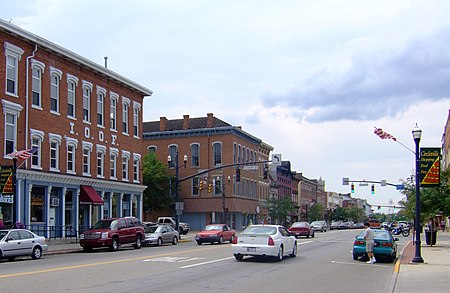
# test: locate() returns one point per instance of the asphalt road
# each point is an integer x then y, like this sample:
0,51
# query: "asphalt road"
324,264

◆ ◆ ◆ ◆ ◆ ◆ ◆

Rewrite all of the material above without the picture, increasing each answer coordinate by 108. Leave every other line as it is, including the 0,51 line.

# test: locate() returns one point per instance of the asphalt road
# each point is an integer x then y, like this sample:
0,51
# query: "asphalt road"
432,372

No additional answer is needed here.